Shape annotation rows:

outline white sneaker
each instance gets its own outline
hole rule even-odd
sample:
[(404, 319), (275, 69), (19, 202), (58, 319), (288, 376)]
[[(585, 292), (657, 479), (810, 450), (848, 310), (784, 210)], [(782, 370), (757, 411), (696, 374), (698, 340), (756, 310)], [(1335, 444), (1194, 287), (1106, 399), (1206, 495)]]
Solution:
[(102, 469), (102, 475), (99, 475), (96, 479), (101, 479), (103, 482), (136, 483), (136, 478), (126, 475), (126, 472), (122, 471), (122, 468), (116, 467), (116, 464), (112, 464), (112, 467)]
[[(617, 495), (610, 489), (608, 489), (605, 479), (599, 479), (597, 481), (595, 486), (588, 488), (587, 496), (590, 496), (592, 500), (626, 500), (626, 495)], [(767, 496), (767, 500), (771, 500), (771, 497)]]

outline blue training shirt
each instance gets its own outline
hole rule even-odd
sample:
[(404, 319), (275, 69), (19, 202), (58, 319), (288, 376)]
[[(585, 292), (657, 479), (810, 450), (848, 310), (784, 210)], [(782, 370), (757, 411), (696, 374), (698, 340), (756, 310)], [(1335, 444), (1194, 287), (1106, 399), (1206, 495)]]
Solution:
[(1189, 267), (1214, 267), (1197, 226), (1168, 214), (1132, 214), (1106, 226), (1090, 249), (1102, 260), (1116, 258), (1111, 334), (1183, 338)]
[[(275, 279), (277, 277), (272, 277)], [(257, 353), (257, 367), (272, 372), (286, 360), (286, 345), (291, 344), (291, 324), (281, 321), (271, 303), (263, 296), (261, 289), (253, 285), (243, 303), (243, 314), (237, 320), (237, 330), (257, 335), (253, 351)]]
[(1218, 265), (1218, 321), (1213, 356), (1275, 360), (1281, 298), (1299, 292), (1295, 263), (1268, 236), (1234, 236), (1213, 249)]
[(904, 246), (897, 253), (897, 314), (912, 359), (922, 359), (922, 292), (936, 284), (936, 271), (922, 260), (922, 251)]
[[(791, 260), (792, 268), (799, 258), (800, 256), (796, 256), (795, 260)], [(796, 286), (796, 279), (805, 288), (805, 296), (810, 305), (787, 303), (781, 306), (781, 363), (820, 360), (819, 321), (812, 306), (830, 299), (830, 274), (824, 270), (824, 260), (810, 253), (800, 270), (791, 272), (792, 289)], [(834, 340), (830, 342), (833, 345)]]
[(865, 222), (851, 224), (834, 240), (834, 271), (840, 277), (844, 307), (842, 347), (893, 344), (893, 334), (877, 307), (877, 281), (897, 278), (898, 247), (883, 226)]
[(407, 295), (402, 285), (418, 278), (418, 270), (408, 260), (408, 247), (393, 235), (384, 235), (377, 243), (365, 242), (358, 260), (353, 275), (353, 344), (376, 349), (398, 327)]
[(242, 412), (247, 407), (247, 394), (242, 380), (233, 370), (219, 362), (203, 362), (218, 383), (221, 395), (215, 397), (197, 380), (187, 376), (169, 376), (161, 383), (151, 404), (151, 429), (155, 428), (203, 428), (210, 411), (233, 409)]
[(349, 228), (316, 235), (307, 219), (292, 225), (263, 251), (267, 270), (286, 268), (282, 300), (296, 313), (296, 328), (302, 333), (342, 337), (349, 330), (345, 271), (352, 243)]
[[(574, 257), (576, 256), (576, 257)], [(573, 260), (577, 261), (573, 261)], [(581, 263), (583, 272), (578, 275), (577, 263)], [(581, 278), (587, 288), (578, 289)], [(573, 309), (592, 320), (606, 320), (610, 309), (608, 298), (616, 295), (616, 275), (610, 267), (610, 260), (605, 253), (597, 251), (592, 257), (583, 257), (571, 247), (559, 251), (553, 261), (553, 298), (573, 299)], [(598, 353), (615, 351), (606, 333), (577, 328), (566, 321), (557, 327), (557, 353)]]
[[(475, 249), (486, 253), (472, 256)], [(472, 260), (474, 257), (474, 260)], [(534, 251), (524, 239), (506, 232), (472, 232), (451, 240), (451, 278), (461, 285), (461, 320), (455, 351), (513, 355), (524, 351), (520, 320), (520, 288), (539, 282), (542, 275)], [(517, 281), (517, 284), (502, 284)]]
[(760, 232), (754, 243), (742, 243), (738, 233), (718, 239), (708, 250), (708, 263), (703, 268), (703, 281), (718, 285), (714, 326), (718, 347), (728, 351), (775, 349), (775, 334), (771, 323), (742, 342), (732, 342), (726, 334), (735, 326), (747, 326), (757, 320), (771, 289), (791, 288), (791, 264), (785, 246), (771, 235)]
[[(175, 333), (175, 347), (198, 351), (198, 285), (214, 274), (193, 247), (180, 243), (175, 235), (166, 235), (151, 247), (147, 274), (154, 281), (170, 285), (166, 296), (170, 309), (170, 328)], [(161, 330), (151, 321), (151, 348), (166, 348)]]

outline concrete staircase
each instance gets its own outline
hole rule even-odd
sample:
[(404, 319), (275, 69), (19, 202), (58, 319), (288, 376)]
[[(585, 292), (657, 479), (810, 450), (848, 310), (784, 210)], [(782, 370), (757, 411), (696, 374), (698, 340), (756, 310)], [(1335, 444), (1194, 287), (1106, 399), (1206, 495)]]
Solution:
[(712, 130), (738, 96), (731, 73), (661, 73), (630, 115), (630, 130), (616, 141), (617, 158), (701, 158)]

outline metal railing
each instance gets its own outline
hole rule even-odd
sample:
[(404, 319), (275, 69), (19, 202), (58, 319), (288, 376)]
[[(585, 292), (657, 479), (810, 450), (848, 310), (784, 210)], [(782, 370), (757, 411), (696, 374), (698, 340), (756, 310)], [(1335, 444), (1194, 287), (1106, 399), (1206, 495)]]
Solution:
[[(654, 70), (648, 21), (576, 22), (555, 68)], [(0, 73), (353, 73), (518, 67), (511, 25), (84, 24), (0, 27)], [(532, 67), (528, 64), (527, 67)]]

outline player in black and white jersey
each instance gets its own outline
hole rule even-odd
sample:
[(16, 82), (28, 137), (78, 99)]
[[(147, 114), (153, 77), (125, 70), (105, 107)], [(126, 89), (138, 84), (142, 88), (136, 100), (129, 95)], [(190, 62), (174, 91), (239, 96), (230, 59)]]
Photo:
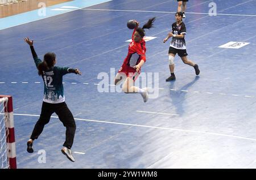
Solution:
[(188, 2), (188, 0), (177, 0), (177, 1), (178, 2), (178, 7), (177, 11), (182, 12), (182, 14), (183, 14), (182, 18), (185, 18), (186, 16), (185, 15), (185, 11), (187, 8), (187, 2)]
[(174, 74), (174, 57), (176, 53), (180, 57), (181, 60), (185, 64), (193, 66), (196, 71), (196, 74), (198, 75), (200, 71), (197, 64), (195, 64), (191, 60), (188, 59), (187, 56), (188, 54), (186, 50), (186, 42), (185, 41), (185, 35), (186, 32), (186, 27), (182, 22), (182, 12), (177, 12), (175, 14), (176, 22), (172, 25), (172, 31), (168, 34), (164, 40), (165, 43), (171, 37), (172, 37), (172, 41), (169, 48), (169, 68), (171, 71), (171, 76), (166, 79), (166, 81), (174, 80), (176, 79)]

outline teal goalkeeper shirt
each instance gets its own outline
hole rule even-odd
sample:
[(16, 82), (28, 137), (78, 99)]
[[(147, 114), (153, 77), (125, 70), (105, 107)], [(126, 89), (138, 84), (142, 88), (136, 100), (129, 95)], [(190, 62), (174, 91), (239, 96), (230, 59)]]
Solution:
[[(38, 57), (34, 57), (36, 67), (42, 62)], [(69, 67), (53, 66), (47, 71), (43, 71), (44, 84), (43, 101), (51, 104), (65, 101), (62, 77), (68, 72)]]

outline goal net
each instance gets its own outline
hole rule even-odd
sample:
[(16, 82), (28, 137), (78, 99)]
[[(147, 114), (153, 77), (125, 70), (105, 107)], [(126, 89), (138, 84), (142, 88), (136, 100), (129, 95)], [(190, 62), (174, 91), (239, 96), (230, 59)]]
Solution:
[(16, 168), (13, 98), (10, 96), (0, 95), (0, 168)]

Work to be completed |
Copy out the rows from the start through the line containing "464), (112, 467)]", with both ends included.

Answer for this exercise |
outline white sneaker
each instance gets its own outline
hole rule even-odd
sample:
[(404, 319), (275, 69), (19, 202), (58, 319), (288, 376)]
[[(585, 292), (657, 479), (810, 450), (848, 310), (784, 210)], [(782, 370), (757, 411), (696, 374), (698, 340), (756, 310)], [(1335, 444), (1194, 287), (1106, 399), (1206, 495)]]
Solution:
[(102, 469), (102, 475), (99, 475), (96, 479), (101, 479), (103, 482), (136, 483), (136, 478), (126, 475), (126, 472), (122, 471), (122, 468), (116, 467), (116, 464), (112, 464), (112, 467)]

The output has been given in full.